▸ Directions for this task
Return every line of the rows below that contains the string "zucchini", treating uppercase and lowercase letters as different.
Start of Items
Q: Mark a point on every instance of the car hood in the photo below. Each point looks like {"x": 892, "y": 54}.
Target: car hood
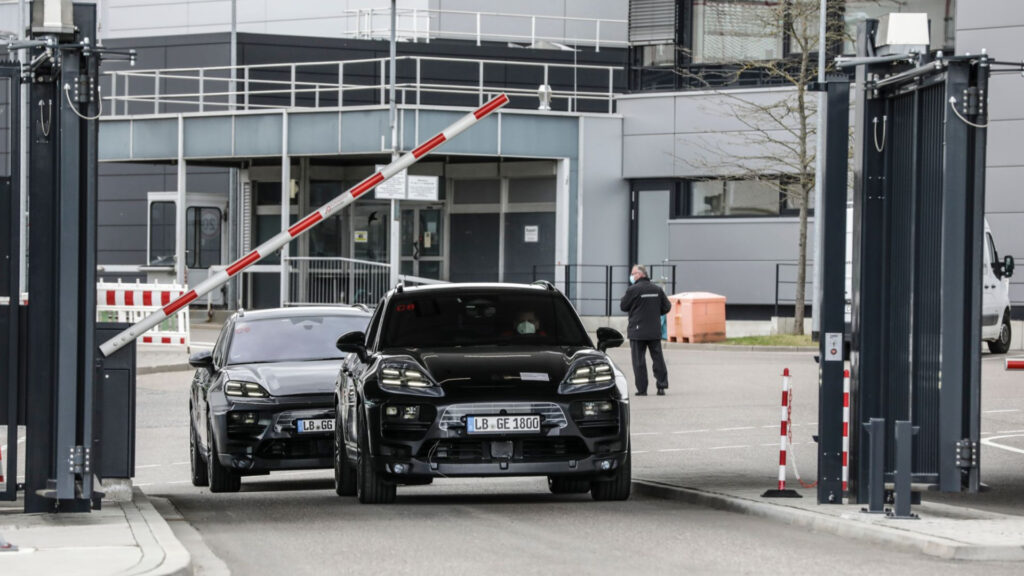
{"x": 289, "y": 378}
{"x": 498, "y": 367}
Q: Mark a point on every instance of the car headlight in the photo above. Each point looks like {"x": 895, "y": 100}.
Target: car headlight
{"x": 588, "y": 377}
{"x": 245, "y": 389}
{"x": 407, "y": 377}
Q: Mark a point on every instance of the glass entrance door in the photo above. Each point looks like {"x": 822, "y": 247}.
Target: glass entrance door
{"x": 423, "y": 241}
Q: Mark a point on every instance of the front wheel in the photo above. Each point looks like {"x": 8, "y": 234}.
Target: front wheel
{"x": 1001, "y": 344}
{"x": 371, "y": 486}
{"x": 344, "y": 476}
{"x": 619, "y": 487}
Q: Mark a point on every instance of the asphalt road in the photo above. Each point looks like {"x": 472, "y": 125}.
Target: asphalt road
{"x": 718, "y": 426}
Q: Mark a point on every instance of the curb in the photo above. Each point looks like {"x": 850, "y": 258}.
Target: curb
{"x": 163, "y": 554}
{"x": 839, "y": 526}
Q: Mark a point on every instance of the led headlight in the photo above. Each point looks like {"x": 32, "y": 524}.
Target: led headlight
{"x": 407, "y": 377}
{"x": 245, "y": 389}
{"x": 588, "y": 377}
End of Items
Start of Items
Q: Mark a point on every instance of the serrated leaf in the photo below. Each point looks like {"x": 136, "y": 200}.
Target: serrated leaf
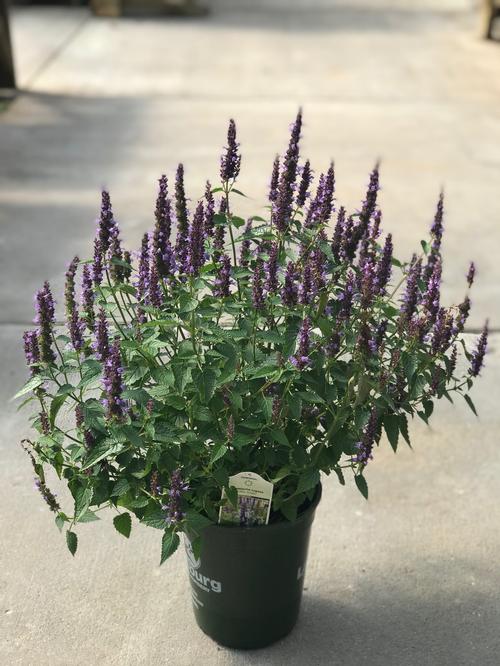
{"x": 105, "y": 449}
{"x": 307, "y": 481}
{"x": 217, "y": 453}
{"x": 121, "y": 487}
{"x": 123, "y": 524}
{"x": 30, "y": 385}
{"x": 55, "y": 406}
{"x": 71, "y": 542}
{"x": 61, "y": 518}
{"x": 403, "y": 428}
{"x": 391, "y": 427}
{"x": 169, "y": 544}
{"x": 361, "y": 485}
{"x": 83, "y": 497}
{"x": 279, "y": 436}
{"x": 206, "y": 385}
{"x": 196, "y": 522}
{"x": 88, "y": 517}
End of Items
Start of Items
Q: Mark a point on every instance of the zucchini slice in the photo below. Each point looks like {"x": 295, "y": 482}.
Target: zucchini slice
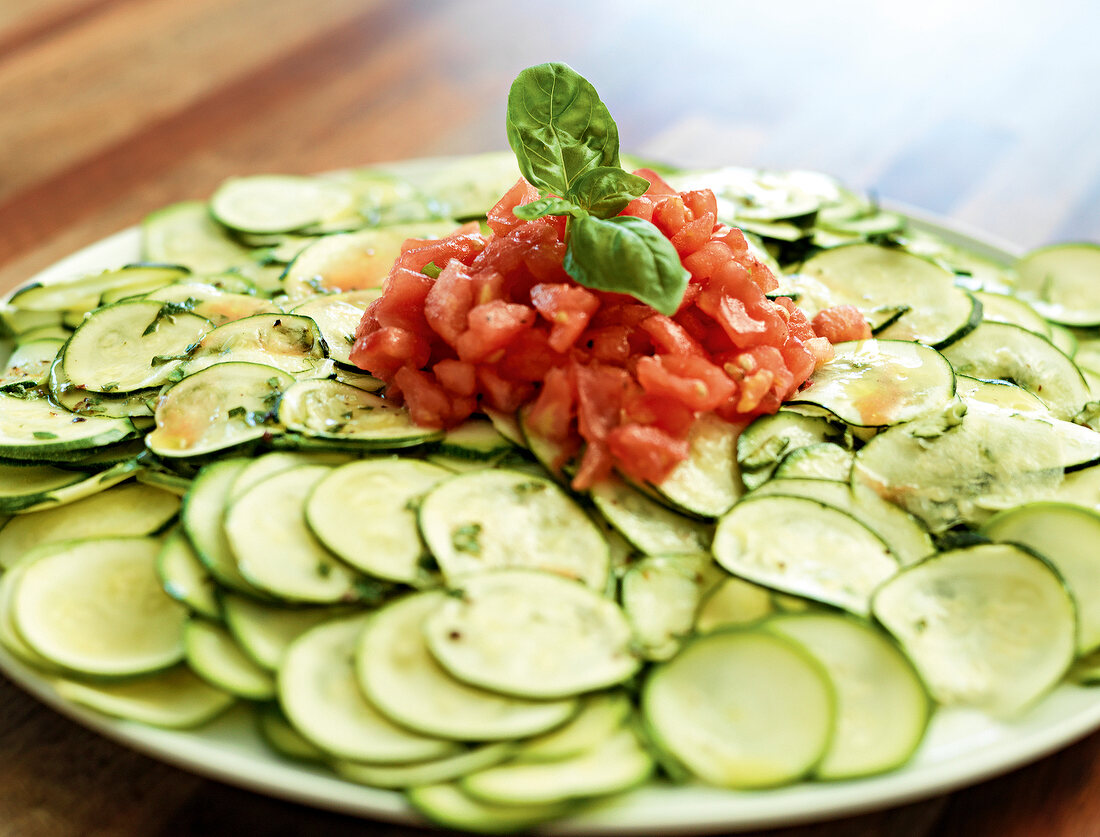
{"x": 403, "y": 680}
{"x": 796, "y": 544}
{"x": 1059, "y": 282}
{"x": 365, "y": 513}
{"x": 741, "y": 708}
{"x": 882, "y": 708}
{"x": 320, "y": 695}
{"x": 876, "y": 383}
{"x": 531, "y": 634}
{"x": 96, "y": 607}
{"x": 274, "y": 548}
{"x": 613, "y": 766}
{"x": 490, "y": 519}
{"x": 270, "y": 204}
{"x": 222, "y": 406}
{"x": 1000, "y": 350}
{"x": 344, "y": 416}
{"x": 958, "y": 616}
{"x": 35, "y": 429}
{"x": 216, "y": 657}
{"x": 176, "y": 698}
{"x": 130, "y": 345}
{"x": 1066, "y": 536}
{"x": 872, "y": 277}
End of Items
▸ Exercise answer
Q: Mark a point on every instance of the zucchini slice in the photo below. Each point looks like {"x": 295, "y": 482}.
Target: zucchini slice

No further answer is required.